Pointing data
************
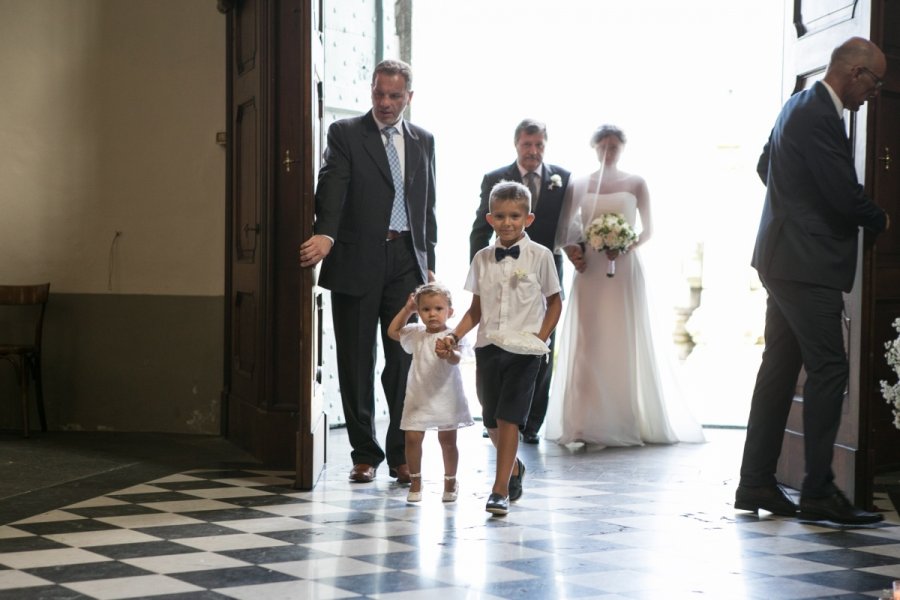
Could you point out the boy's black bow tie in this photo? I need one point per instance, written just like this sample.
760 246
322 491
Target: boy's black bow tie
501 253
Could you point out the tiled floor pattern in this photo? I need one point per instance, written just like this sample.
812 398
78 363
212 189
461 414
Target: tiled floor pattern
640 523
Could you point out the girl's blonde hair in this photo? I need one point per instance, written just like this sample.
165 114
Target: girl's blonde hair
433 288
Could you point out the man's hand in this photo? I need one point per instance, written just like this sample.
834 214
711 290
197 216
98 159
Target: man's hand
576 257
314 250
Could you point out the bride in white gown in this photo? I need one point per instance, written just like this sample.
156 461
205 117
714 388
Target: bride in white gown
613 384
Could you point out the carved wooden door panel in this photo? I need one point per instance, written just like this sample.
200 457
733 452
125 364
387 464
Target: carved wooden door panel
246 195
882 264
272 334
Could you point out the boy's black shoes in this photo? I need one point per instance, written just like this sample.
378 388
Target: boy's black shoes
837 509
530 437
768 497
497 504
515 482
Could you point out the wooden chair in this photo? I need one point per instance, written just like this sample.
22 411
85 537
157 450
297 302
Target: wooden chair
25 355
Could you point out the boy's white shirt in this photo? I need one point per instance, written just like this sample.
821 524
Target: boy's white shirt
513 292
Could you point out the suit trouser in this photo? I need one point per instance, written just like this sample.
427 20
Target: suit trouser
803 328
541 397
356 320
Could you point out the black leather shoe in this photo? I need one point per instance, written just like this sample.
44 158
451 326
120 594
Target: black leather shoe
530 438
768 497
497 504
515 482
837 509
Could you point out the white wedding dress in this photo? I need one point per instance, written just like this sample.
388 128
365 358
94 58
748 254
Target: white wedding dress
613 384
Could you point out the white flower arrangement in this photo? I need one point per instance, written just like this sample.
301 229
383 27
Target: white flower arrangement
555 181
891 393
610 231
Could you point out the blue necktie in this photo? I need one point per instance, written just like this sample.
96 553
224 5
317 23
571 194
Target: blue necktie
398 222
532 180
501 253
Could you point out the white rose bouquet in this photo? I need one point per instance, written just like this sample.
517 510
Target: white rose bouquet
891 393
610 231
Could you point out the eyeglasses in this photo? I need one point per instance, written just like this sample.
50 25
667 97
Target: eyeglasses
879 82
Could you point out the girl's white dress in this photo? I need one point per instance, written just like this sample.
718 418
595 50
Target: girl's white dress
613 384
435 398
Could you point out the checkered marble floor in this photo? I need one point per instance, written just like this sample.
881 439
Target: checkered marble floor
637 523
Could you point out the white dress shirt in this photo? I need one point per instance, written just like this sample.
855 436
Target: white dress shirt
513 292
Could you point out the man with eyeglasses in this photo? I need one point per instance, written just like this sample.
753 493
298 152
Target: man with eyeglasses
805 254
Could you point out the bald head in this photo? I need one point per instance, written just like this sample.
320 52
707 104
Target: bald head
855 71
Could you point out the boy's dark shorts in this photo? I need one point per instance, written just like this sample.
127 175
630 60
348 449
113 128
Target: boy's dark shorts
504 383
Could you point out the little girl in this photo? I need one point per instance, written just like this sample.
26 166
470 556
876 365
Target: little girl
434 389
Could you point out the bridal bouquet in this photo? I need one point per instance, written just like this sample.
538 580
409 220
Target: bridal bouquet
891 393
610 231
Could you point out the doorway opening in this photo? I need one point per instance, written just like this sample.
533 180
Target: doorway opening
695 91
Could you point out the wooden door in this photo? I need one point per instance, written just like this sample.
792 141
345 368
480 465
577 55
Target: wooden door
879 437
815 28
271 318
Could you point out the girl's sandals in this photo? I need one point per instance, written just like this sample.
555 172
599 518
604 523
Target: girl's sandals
************
• SET PROBLEM: Switch "this photo" to "this image" throughout the data above and write out all of its lines again with nothing else altered. Leave out the pictures.

• WRITTEN RESPONSE:
Could you point out the boy's black bow tie in this image? I need one point per instance, written just like this sample.
760 246
322 491
Target: boy's black bow tie
501 253
Could you point out the tiled floor pattern in this image? I need one point per instance, written just like this sample.
812 398
78 363
212 189
461 414
Target: tiled floor pattern
640 523
Could you point out the girl's blonde hair in this image? I need one point per instance, written just like this sample.
165 114
Target: girl's blonde hair
433 288
Could you point out the man's hand in this image? I need one point per instance, written just like this sample.
834 214
711 290
197 216
98 159
Target: man's hand
576 257
314 250
Could you point out the bride in white gown in this image? I need one point per instance, written just like this sample.
156 461
205 117
714 388
Target: bride in white gown
613 384
Could you point out the carved wooden door panel in this image? I need one point per instance, written just like this sample.
200 457
733 452
125 364
387 464
Target: carved wooden door panel
246 195
882 264
272 334
Could you point out the boy's black shoes in this image? I need one point per instance, written just like this sample.
378 388
Target: boy's black shoes
837 509
530 437
768 497
497 504
515 482
Could you point out the wooden chair in this image? I need one point per instance, written just like this sample.
22 411
85 537
157 450
297 302
Target: wooden chair
25 355
Could you point out the boy's white shirt in this image? I need one point per instance, written just like this sample.
821 524
Target: boy's white shirt
513 292
Could you point out the suit trouser in this image? I need one point per instance, written just like this sample.
427 20
Target: suit trouser
803 328
541 397
356 320
Could you point out the black leather shoe in this image? I need one point per instance, written just like this sample.
44 158
451 326
120 594
Target: black leather shoe
530 438
768 497
497 504
515 482
837 509
Could you point out the white wedding dress in this image? I need one point per instance, written just like this sample.
388 128
365 358
94 58
748 254
Target: white wedding dress
613 384
Could you point out the white flower arrangement in this image? I need one point per instance, written just like this sample.
301 229
383 27
Target: white flower arrangement
555 181
891 393
610 231
Could you point out the blue necktie in this image? I need one point per instance, written just like this sample.
96 553
224 5
317 23
571 194
Target: blue necktie
398 222
532 180
501 253
Could you point out the white rose bouquet in this image? I need one point per instance, written just like this sample.
517 510
Target: white rose bouquet
891 393
610 231
Could you point out the eyeglasses in this image? I need one point per instance, written just like this sample.
50 25
667 97
Target: eyeglasses
879 82
Could you point out the girl's white dress in this image? I need one point per instance, written just like this sample.
718 418
595 50
Target: girl's white dress
613 384
435 398
Could you point out the checkered marble floor in this image? I need one point per instance, written just like this sample.
881 439
Target: checkered marble floor
637 523
Could you point out the white dress shirt in this image? I need one point per instance, written just like this sample.
855 436
Target: white dress shirt
513 292
Could you point out the man with eyeglasses in this image? I need one point per instance, written just like this sample.
753 493
298 152
Target: man with eyeglasses
805 254
Could you point out the bald head in this image? I need one point per instance, written just like this sample.
320 52
707 104
Target: bald head
855 71
Could you point out the boy's dark shorts in this image? I need one point per instance, written just like this sample.
127 175
630 60
348 449
113 128
Target: boy's dark shorts
504 383
Could you point out the little girl in this image? I need one point per instance, written just like this sample.
26 166
470 556
876 365
Target: little girl
434 389
Could you point out the bridal bouquet in this image? I need one point per instance, written just like this sample.
538 580
409 220
Target: bridal bouquet
891 393
610 231
Could you point out the doorway opening in this image? I need one point per instance, written just like this sample.
533 180
Target: doorway opening
695 91
Could you point out the wooden door in this image? I need one point per instance, written just like this sample.
792 141
345 368
480 465
577 55
Target: wooden door
879 437
815 28
271 318
Could you point out the girl's sandals in this image? I need one point per instance, written just like this sample.
555 172
599 518
604 523
Target: girl's sandals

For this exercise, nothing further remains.